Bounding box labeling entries
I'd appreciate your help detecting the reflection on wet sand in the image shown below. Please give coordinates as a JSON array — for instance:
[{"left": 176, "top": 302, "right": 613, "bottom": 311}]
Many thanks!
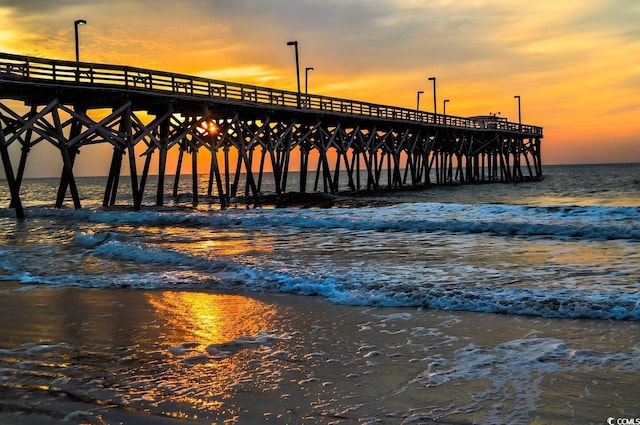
[
  {"left": 150, "top": 291, "right": 277, "bottom": 345},
  {"left": 0, "top": 287, "right": 282, "bottom": 424}
]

THE TASK
Print every line of the listing above word for word, leaving out the pictures.

SOLUTION TO THIS EXERCISE
I'd appreciate your help detecting the reflection on wet sand in the image shown below. Please give coordinates as a JSON array — for instance:
[{"left": 176, "top": 302, "right": 613, "bottom": 311}]
Many thanks!
[
  {"left": 150, "top": 291, "right": 277, "bottom": 345},
  {"left": 0, "top": 287, "right": 282, "bottom": 424}
]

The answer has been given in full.